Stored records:
-- -- --

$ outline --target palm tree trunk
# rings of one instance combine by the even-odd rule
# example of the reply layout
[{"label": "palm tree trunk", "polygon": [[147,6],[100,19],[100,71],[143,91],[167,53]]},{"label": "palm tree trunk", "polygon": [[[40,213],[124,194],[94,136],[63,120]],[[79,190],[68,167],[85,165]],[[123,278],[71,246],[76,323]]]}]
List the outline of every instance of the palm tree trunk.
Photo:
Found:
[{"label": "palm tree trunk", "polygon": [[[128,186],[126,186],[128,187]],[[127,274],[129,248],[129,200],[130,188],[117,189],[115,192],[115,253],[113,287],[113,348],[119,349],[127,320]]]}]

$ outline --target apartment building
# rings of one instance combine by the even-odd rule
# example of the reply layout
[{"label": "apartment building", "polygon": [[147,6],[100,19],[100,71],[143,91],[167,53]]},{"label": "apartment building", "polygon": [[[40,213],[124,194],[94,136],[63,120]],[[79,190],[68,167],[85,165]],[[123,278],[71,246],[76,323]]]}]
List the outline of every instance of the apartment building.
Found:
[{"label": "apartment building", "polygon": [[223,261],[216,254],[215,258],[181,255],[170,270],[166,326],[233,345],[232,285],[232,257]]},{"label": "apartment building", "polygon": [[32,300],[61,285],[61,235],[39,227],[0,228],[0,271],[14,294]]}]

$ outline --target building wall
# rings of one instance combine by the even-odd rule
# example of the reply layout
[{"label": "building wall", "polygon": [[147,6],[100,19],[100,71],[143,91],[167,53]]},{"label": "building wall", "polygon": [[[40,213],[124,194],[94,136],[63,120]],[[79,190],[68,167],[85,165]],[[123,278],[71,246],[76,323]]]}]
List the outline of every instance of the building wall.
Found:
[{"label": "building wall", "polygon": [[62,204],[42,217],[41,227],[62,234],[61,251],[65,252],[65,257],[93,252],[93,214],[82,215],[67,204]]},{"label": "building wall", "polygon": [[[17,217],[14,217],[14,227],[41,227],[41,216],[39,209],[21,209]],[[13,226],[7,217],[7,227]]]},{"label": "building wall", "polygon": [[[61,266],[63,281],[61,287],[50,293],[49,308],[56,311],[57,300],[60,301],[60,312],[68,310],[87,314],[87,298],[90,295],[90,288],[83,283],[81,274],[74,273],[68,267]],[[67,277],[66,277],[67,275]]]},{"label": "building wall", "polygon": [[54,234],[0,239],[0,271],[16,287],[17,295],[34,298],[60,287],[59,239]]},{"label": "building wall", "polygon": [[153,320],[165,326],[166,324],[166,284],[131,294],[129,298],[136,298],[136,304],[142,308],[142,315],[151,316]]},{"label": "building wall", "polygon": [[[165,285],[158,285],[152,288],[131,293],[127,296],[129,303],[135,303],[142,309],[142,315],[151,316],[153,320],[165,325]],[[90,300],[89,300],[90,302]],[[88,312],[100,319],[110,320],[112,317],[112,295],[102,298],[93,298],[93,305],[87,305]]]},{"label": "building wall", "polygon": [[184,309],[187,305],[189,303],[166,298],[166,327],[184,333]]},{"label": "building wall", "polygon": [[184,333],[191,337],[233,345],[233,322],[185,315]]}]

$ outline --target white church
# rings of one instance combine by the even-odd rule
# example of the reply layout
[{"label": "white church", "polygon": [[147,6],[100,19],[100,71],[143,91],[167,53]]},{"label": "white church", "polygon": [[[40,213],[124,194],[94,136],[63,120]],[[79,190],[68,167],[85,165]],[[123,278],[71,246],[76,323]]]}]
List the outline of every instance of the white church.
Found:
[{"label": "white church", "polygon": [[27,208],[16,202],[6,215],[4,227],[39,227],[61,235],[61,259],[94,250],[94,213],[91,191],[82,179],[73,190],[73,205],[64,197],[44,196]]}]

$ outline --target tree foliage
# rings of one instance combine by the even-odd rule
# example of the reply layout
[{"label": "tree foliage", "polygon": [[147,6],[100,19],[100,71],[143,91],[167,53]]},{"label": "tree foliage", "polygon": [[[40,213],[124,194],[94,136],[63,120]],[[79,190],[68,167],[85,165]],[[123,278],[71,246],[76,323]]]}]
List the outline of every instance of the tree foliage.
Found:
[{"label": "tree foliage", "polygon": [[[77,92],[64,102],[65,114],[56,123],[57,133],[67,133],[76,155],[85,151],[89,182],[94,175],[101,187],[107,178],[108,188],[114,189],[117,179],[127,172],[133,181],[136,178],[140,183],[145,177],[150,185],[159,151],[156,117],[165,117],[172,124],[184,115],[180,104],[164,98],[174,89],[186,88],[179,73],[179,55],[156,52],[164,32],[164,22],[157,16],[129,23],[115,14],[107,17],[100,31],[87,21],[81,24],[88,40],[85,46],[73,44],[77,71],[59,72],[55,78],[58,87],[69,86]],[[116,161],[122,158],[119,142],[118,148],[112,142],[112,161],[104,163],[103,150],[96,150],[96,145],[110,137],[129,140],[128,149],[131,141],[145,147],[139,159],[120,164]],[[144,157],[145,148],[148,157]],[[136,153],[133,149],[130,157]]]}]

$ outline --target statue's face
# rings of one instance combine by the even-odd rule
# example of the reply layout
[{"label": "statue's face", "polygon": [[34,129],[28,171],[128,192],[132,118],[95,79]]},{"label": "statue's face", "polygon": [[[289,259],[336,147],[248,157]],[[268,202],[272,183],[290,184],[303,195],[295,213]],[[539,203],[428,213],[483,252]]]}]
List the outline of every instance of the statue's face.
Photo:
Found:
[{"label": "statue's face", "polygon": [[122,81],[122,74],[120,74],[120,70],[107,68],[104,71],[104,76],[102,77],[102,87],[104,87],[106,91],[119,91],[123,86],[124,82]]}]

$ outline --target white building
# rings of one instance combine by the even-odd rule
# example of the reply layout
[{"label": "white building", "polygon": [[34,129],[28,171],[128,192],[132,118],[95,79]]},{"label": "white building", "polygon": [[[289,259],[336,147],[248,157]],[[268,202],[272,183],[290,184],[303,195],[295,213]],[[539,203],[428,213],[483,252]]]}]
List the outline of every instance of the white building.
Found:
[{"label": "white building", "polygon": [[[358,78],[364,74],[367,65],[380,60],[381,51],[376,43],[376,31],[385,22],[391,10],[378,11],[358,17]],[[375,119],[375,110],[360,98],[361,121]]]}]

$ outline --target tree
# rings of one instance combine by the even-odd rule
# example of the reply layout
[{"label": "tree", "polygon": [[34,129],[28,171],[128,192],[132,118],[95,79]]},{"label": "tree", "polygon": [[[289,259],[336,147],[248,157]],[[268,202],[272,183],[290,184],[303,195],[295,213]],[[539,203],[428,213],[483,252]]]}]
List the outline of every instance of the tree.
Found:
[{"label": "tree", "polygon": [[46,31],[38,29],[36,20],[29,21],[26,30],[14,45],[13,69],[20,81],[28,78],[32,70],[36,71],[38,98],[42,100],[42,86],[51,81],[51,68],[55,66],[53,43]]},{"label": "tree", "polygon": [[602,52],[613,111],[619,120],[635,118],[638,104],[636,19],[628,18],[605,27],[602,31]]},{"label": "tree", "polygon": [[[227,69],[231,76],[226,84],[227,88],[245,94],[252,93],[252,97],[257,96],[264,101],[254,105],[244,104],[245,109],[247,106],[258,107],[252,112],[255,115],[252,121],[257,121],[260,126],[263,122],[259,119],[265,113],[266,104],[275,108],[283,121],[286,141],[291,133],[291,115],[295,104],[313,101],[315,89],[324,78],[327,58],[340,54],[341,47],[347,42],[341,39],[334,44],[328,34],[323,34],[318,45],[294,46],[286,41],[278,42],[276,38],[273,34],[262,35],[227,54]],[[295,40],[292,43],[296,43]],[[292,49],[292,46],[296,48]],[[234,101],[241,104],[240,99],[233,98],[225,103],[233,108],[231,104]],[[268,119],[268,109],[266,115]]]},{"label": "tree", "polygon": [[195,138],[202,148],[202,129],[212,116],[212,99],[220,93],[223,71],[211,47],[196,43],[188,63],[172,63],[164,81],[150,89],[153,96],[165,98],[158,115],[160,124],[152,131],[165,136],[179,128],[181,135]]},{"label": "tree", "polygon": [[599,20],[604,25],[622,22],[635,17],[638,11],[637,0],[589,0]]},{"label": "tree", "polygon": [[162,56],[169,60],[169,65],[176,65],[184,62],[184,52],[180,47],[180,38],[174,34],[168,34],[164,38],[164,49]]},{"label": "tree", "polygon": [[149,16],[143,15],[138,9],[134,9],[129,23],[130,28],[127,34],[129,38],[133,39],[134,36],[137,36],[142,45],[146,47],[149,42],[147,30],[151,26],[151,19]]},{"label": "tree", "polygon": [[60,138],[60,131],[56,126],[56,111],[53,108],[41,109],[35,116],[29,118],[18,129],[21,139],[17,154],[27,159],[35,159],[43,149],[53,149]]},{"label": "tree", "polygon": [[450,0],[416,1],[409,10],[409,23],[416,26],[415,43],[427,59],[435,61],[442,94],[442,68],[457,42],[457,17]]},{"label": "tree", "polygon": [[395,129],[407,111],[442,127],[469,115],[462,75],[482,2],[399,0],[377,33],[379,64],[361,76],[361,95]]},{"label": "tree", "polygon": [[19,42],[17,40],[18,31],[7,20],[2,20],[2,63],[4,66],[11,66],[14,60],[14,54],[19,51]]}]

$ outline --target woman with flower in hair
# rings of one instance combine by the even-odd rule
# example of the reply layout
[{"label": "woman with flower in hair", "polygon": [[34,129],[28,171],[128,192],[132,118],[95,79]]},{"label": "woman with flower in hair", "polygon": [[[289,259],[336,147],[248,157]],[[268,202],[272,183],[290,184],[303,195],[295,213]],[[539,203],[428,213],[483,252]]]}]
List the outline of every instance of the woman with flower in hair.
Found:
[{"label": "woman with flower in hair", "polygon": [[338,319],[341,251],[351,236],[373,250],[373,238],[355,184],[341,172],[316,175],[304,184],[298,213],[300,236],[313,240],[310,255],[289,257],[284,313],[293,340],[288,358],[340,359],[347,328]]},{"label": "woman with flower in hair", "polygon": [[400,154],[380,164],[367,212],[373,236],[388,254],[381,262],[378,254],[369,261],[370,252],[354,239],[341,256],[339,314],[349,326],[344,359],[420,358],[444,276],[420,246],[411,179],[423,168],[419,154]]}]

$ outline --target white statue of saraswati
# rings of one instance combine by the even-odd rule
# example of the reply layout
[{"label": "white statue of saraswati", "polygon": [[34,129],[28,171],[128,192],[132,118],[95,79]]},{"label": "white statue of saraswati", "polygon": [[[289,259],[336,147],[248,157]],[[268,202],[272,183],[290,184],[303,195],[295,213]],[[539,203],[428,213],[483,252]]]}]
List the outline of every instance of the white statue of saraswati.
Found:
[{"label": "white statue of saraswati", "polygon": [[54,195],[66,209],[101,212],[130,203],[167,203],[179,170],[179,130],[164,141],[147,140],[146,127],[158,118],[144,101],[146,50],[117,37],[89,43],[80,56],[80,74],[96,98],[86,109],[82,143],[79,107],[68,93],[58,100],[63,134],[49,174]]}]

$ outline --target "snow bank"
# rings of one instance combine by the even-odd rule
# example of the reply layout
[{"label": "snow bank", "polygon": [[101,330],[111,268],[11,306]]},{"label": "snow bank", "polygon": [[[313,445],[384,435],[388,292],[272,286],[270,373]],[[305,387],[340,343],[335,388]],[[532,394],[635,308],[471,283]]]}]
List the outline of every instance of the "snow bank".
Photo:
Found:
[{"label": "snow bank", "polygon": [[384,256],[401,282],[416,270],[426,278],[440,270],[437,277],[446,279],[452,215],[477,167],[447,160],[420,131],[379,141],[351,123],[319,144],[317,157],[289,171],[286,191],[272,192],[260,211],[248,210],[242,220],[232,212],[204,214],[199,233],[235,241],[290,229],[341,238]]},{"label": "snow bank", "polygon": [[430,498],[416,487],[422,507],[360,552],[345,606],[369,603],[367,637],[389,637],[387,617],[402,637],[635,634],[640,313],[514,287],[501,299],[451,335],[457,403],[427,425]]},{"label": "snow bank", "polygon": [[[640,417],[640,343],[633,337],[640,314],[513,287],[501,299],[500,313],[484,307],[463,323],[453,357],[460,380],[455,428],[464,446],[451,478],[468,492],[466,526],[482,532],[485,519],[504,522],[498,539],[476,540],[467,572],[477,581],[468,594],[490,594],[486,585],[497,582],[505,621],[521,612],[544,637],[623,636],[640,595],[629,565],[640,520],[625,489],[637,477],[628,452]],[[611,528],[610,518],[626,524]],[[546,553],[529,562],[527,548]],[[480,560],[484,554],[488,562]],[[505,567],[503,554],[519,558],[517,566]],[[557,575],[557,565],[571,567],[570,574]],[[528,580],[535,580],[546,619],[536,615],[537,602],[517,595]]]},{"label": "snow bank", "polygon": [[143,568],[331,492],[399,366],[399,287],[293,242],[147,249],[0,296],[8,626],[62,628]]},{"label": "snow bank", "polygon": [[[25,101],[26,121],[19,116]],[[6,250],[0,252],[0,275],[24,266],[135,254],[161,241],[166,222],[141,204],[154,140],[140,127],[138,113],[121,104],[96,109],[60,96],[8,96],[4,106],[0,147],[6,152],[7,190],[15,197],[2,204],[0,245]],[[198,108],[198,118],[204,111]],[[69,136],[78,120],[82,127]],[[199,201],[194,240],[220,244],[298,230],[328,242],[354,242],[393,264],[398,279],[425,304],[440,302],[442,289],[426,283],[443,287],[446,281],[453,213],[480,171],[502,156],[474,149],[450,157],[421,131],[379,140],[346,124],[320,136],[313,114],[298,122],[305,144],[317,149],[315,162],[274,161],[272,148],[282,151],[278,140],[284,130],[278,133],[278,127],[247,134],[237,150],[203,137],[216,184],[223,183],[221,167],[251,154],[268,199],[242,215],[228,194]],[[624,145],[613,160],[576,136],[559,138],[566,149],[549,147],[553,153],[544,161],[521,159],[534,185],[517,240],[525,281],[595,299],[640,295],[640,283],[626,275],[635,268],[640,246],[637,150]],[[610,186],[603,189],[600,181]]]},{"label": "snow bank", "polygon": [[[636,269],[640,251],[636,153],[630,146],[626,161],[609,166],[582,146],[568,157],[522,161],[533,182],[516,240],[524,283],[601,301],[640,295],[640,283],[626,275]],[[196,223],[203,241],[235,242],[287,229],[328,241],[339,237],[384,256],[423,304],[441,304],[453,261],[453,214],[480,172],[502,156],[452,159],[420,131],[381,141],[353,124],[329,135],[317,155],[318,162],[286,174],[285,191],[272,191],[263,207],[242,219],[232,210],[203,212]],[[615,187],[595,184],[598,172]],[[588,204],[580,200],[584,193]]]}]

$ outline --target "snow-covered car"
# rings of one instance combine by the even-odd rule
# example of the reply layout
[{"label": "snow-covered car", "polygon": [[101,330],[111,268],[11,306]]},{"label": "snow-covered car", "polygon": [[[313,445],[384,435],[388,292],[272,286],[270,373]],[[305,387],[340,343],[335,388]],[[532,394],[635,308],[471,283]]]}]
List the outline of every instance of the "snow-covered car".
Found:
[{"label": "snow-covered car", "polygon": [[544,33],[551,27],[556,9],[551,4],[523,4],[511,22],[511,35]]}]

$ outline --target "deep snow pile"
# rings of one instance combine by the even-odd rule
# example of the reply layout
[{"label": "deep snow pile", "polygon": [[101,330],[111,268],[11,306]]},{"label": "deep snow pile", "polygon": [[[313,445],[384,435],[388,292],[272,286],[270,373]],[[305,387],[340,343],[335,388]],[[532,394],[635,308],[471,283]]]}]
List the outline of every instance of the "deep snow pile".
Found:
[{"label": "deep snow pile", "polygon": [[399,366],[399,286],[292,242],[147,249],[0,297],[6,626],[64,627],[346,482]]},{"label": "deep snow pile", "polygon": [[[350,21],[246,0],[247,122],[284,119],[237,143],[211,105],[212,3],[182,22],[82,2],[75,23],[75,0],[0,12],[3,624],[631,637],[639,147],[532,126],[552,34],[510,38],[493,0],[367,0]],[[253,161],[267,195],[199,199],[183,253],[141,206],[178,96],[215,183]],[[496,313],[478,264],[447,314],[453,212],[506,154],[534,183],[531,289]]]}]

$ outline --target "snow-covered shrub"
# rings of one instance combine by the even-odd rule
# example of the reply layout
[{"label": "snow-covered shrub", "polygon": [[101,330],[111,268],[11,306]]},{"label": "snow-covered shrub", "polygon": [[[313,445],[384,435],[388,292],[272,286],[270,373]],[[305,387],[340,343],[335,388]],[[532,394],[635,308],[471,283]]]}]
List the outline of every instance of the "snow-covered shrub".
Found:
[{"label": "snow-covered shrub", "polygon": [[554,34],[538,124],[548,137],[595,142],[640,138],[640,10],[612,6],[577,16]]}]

-- -- --

-- WORK REQUEST --
Start at the first line of the entries above. Set down each line exactly through the one with "List the outline of every instance of the apartment", and stop there.

-- TASK RESPONSE --
$ outline --target palm tree trunk
# rings of one instance combine by the even-odd rule
# example of the reply layout
[{"label": "palm tree trunk", "polygon": [[147,6],[100,19],[100,71],[143,91],[167,53]]},{"label": "palm tree trunk", "polygon": [[[40,213],[124,194],[94,136],[63,120]],[[79,190],[68,167],[85,165]],[[123,278],[71,246],[76,323]]]}]
List the outline of every instance of the palm tree trunk.
Photo:
Found:
[{"label": "palm tree trunk", "polygon": [[[128,186],[126,186],[128,187]],[[127,274],[129,248],[129,200],[130,188],[117,189],[115,192],[115,253],[113,287],[113,348],[119,349],[127,320]]]}]

$ outline --target apartment building
# rings of one instance combine by the even-odd rule
# example of the reply layout
[{"label": "apartment building", "polygon": [[147,6],[100,19],[100,71],[143,91],[167,53]]},{"label": "apartment building", "polygon": [[[40,213],[124,194],[94,136],[63,120]],[[79,190],[68,167],[85,165]],[[123,278],[71,246],[76,323]]]}]
List the outline of every instance of the apartment building.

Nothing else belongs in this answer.